Exercise directions:
From the first record to the last, write out each one exactly.

Extracted data entries
+ + +

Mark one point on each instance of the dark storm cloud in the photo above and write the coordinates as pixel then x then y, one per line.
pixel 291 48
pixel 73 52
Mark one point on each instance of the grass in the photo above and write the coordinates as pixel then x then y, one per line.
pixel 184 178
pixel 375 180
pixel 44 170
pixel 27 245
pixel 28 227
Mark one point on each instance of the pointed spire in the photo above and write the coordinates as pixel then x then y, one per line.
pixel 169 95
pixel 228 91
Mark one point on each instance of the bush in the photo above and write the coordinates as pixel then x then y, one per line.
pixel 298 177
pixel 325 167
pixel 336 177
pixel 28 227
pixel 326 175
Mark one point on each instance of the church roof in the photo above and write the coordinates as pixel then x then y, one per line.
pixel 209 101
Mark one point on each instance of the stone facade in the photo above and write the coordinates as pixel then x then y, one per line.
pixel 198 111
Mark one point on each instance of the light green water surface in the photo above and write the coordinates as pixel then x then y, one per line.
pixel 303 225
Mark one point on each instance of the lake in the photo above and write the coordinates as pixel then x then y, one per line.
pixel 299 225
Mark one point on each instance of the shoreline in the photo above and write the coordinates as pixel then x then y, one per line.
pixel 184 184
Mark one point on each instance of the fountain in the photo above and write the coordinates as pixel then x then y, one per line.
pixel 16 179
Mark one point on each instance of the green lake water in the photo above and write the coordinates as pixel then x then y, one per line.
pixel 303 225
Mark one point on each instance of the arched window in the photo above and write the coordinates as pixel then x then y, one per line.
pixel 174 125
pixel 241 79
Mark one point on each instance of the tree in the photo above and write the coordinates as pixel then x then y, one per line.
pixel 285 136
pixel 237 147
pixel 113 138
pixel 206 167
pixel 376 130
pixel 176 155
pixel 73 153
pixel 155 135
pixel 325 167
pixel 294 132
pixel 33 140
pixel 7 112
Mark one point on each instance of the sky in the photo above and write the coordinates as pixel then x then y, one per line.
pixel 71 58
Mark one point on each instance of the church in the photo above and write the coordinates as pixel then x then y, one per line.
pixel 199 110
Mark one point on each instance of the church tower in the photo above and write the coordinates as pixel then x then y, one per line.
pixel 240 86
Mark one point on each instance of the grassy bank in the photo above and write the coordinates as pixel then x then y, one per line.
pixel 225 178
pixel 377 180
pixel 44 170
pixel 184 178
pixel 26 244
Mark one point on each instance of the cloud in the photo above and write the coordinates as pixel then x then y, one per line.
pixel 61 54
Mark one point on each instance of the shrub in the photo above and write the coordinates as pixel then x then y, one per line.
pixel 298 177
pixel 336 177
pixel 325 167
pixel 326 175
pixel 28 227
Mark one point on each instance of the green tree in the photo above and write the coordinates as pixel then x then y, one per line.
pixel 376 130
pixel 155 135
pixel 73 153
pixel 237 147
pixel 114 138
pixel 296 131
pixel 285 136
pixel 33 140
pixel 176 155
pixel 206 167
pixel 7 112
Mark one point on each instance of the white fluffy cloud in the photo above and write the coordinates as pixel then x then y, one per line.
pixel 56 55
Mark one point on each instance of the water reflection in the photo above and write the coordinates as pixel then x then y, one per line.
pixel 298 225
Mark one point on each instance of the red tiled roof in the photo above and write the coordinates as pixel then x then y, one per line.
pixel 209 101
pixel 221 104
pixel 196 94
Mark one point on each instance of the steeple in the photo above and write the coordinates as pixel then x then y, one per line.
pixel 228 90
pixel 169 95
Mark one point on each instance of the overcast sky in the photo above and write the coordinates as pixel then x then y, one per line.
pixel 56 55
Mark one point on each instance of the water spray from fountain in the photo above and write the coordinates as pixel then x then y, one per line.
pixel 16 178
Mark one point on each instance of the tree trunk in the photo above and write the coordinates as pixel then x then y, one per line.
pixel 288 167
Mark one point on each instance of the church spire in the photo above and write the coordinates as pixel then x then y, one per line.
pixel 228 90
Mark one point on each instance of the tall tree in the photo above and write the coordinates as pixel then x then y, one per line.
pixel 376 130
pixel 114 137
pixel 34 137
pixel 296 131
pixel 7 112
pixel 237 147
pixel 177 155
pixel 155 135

+ + +

Written answer:
Mark one point on each instance of the dark storm cloud in the photo above and write the coordinates as pixel then x then y, one per line.
pixel 291 48
pixel 73 52
Mark one point on each instance of the grass in the photo above and write the coordinates as pixel then x then y, one per line.
pixel 184 178
pixel 375 180
pixel 44 170
pixel 27 245
pixel 28 227
Mark one point on each instance of the pointed spire in the photo above and write the coordinates as pixel then x then y, one per line.
pixel 169 95
pixel 228 91
Mark one point on each instance of the bush in the photo above and write the coordinates as pixel then x then y, one per line.
pixel 298 177
pixel 325 167
pixel 336 177
pixel 28 227
pixel 326 175
Mark one point on each instance of the church roof in the photo above and write the coordinates as pixel then x then y, one per line.
pixel 209 101
Mark one point on each instance of the stone facade in the photo above and write the coordinates as pixel then x then y, one per line.
pixel 198 111
Mark one point on each instance of the light green water surface in the photo above and write the coordinates as pixel then x then y, one per line.
pixel 303 225
Mark one point on each instance of the lake in the photo above and write the coordinates as pixel then x then y, one per line.
pixel 299 225
Mark one point on each instance of the shoreline in the photo above and write the coordinates as pixel then x then y, one per line.
pixel 184 184
Mark one point on each instance of the fountain in the photo above and write the coordinates as pixel then x then y, one per line.
pixel 16 179
Mark one point on each instance of the green lake water in the photo above and write the coordinates as pixel then x then y, one per line.
pixel 303 225
Mark one point on each instance of the arched window in the photo above and write the coordinates as pixel then x then y, one per line.
pixel 174 125
pixel 241 79
Mark one point on each instance of the tree in the photo above and write the coordinates as pixel then x then y, one per line.
pixel 285 136
pixel 237 147
pixel 113 138
pixel 206 167
pixel 376 130
pixel 176 155
pixel 73 153
pixel 155 135
pixel 325 167
pixel 294 132
pixel 33 140
pixel 7 112
Mark one point on each instance of the sky in the photo above and write the coordinates as pixel then x then y, one per line.
pixel 71 58
Mark one point on each instance of the church in the photo above and write the coordinates as pixel then x then y, one per line.
pixel 199 110
Mark one point on each instance of the church tower in the photo above and write the coordinates as pixel then x then y, one per line.
pixel 240 86
Mark one point on each instance of the grassy bank in the photo above and write the coordinates as pixel then x then y, one per line.
pixel 225 178
pixel 377 180
pixel 44 170
pixel 184 178
pixel 26 244
Mark one point on each instance of the cloud in the photo above and write the coordinates as pixel then x then y, one per line.
pixel 61 54
Mark one point on each instance of the shrub in the photo above and write the coordinates as pixel then x then y, one per line.
pixel 298 177
pixel 336 177
pixel 325 167
pixel 326 175
pixel 28 227
Mark one point on each instance of the green tree in the photo above and write the coordinates as pixel then x then y, one per line.
pixel 376 130
pixel 155 135
pixel 73 153
pixel 237 147
pixel 114 138
pixel 296 131
pixel 285 136
pixel 33 140
pixel 176 155
pixel 206 167
pixel 7 112
Mark one point on each instance of the white fluffy cloud in the photo above and write the coordinates as pixel then x then y, one per line.
pixel 56 55
Mark one point on each instance of the water reflection in the photo above and write the coordinates as pixel then x then y, one per line.
pixel 298 225
Mark one point on each instance of the red tiled roof in the photo above and write the coordinates as pixel then x then y, one per line.
pixel 209 101
pixel 221 104
pixel 196 94
Mark one point on each instance of the steeple in the photo above and write the coordinates as pixel then x then y, one per line.
pixel 228 90
pixel 169 95
Mark one point on each instance of the overcast sky in the photo above and write the coordinates as pixel then x then y, one per line.
pixel 56 55
Mark one point on each instance of the water spray from fountain in the photo above and write the coordinates as pixel then x then y, one per line.
pixel 16 178
Mark one point on each instance of the tree trunk in the photo above and write the coordinates as pixel then x then y, one per line.
pixel 288 167
Mark one point on each instance of the church spire in the photo above and write the coordinates as pixel then x then y, one per line.
pixel 228 90
Mark one point on each instance of the tall tree in the photo above and write the coordinates as pixel then x then y, one per line.
pixel 376 130
pixel 114 137
pixel 34 137
pixel 296 131
pixel 7 112
pixel 237 147
pixel 177 155
pixel 155 135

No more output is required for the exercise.